-- TEXTO APRESENTADO --
↓↓↓

O comunicado da ONU não avança pormenores sobre as informações enviadas pela Provedoria de Justiça, que à data das entrevistas era liderada por um fervoroso apoiante da "revolução bolivariana" de Hugo Chávez. Tarek William Saab, um descendente de libaneses de 54 anos, foi nomeado no passado fim-de-semana procurador-geral da Venezuela, depois de a nova Assembleia Constituinte ter afastado Luisa Ortega Díaz – uma apoiante de Hugo Chávez que se afastou radicalmente de Nicolás Maduro nos últimos meses.

Conhecido pelo seu gosto por tatuagens e por t-shirts apertadas que tornam mais visíveis os músculos trabalhados no ginásio, Tarek William Saab é um dos 13 altos funcionários ligados a Maduro que foram alvo de sanções aplicadas pelos Estados Unidos – disse que recebeu as sanções "como se fossem medalhas", e o Presidente venezuelano condecorou-o com a mais alta distinção do país.

↑↑↑

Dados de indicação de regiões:
↓↓↓

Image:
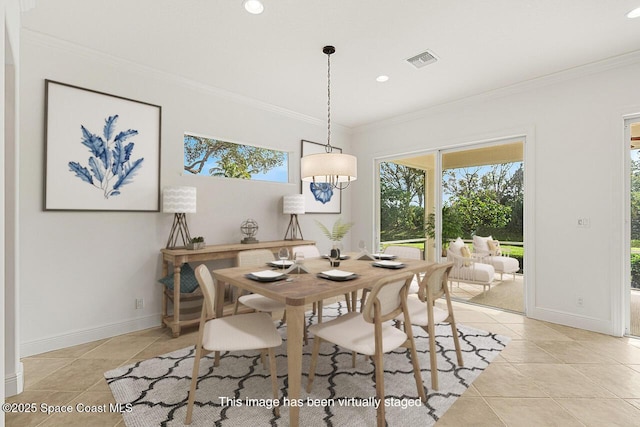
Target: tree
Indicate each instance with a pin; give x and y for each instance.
(486, 201)
(233, 160)
(635, 199)
(401, 202)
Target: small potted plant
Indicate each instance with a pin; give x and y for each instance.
(336, 234)
(196, 243)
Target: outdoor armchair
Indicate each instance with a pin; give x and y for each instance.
(467, 267)
(488, 251)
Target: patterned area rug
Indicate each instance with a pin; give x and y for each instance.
(238, 392)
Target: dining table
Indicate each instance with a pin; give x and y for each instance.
(297, 291)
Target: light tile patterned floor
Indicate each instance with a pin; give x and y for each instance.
(549, 375)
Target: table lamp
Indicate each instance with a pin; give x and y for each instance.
(294, 206)
(179, 201)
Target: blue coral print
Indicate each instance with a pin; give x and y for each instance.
(110, 164)
(321, 191)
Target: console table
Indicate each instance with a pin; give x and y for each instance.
(177, 257)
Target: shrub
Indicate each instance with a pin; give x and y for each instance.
(635, 271)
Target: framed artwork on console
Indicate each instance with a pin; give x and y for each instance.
(102, 152)
(319, 197)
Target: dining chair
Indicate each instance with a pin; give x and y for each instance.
(311, 252)
(424, 313)
(407, 252)
(252, 331)
(260, 257)
(256, 258)
(371, 333)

↑↑↑

-- EXERCÍCIOS --
A. Reescreva o trecho do texto sobre Tarek William Saab que vai de "O comunicado da" a "nos últimos meses.", substituindo "Provedoria de Justiça" por "Defensoria do Povo".
B. Responda, com base no texto sobre Tarek William Saab:
(i) Que idade tem Tarek William Saab?
(ii) Quem foi afastado pela nova Assembleia Constituinte antes da nomeação de Saab?
(iii) Quantos altos funcionários ligados a Maduro foram alvo de sanções aplicadas pelos Estados Unidos?
C. Segundo o texto sobre Tarek William Saab, por que as t-shirts apertadas que ele usa chamam a atenção?

-- RESPOSTAS --
A.
O comunicado da ONU não avança pormenores sobre as informações enviadas pela Defensoria do Povo, que à data das entrevistas era liderada por um fervoroso apoiante da "revolução bolivariana" de Hugo Chávez. Tarek William Saab, um descendente de libaneses de 54 anos, foi nomeado no passado fim-de-semana procurador-geral da Venezuela, depois de a nova Assembleia Constituinte ter afastado Luisa Ortega Díaz – uma apoiante de Hugo Chávez que se afastou radicalmente de Nicolás Maduro nos últimos meses.

B.
(i) 54 anos.
(ii) Luisa Ortega Díaz.
(iii) 13.

C. Elas tornam mais visíveis os músculos que Saab trabalha no ginásio. Ele é conhecido por esse gosto, bem como pelo gosto por tatuagens.